▶ _Passage provided_:
┌──

Merge Sort
Given an array of integers nums, sort the array in ascending order.
Algorithm
MergeSort(arr[], l, r)
If r > l
1. Find the middle point to divide the array into two halves:
middle m = (l+r)/2
2. Call mergeSort for first half:
Call mergeSort(arr, l, m)
3. Call mergeSort for second half:
Call mergeSort(arr, m+1, r)
4. Merge the two halves sorted in step 2 and 3:
Call merge(arr, l, m, r)Code
class Solution
{
public:
void merge(vector<int> &nums, int start, int mid, int end)
{
vector<int> la;
vector<int> ra;
for (int i = start; i <= mid; i++)
{
la.push_back(nums[i]);
}
for (int i = mid + 1; i <= end; i++)
{
ra.push_back(nums[i]);
}
int i = 0, j = 0, k = start;
while (i < la.size() && j < ra.size())
{
if (la[i] <= ra[j])
{
nums[k] = la[i];
i++;
}
else
{
nums[k] = ra[j];
j++;
}
k++;
}
while (i < la.size())

└──

Transcribe the merge sort text above in full, keeping every line and character unchanged.

▶ _Dataset_:
┌──

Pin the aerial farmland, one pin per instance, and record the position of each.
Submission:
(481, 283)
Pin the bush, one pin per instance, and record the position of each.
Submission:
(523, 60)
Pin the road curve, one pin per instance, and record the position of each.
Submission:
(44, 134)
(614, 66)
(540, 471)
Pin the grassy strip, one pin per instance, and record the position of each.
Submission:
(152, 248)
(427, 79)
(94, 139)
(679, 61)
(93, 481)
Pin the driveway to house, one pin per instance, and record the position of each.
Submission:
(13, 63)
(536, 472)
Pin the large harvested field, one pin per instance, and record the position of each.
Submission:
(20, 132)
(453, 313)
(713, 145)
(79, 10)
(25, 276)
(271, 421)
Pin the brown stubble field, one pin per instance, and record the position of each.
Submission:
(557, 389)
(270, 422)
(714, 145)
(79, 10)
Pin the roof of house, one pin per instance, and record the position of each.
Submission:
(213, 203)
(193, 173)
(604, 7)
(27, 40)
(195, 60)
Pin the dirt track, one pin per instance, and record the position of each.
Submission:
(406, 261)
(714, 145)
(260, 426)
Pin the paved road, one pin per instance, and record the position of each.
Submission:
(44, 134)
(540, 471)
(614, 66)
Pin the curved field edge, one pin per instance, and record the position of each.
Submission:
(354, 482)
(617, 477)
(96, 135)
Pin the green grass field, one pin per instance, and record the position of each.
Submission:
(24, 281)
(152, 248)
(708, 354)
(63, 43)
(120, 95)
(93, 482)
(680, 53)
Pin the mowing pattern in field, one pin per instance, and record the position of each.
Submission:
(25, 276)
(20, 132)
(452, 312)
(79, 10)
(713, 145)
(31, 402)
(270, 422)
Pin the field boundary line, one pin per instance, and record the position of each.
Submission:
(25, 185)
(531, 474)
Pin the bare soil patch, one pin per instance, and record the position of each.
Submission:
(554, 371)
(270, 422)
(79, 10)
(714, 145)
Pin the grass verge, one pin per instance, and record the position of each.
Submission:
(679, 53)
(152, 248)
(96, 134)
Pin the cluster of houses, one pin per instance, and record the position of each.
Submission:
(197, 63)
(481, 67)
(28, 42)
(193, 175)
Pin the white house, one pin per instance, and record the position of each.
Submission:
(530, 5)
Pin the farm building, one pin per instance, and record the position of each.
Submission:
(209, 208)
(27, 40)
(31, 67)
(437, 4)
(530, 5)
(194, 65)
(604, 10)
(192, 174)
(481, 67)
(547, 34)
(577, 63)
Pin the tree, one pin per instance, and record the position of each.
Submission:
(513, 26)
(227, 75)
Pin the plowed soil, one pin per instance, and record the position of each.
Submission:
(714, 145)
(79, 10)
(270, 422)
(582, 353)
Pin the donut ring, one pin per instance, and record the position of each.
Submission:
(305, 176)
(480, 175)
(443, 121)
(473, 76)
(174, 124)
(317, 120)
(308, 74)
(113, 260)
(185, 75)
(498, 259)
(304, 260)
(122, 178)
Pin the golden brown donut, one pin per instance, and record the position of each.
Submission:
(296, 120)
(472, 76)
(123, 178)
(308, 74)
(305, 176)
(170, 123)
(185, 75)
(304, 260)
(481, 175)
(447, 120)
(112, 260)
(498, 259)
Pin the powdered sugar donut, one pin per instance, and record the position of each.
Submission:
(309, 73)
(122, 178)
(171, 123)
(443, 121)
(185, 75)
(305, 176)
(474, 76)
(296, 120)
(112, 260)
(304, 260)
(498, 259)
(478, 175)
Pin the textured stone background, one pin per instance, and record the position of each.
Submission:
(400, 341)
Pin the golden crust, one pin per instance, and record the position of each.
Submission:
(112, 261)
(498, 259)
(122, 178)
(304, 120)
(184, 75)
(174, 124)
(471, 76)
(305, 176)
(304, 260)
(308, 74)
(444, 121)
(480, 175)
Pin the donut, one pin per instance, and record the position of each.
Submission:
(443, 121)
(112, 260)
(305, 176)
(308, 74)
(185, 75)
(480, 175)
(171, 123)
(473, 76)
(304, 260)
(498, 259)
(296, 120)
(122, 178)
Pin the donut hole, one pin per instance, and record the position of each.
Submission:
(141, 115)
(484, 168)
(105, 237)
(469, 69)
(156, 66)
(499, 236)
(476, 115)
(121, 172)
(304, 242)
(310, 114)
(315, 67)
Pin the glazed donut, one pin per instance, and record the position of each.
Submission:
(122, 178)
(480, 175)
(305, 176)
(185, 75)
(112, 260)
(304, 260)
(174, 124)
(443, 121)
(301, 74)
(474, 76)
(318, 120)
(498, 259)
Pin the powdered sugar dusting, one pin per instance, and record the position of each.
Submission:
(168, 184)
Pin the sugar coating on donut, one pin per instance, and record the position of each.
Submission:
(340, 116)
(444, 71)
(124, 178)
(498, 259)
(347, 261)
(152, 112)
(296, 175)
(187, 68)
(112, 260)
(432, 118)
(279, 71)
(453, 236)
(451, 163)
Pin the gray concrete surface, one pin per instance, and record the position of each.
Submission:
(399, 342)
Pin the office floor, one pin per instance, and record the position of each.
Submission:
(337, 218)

└──

▶ _Solved problem_:
Merge Sort
Given an array of integers nums, sort the array in ascending order.
Algorithm
MergeSort(arr[], l, r)
If r > l
1. Find the middle point to divide the array into two halves:
middle m = (l+r)/2
2. Call mergeSort for first half:
Call mergeSort(arr, l, m)
3. Call mergeSort for second half:
Call mergeSort(arr, m+1, r)
4. Merge the two halves sorted in step 2 and 3:
Call merge(arr, l, m, r)Code
class Solution
{
public:
void merge(vector<int> &nums, int start, int mid, int end)
{
vector<int> la;
vector<int> ra;
for (int i = start; i <= mid; i++)
{
la.push_back(nums[i]);
}
for (int i = mid + 1; i <= end; i++)
{
ra.push_back(nums[i]);
}
int i = 0, j = 0, k = start;
while (i < la.size() && j < ra.size())
{
if (la[i] <= ra[j])
{
nums[k] = la[i];
i++;
}
else
{
nums[k] = ra[j];
j++;
}
k++;
}
while (i < la.size())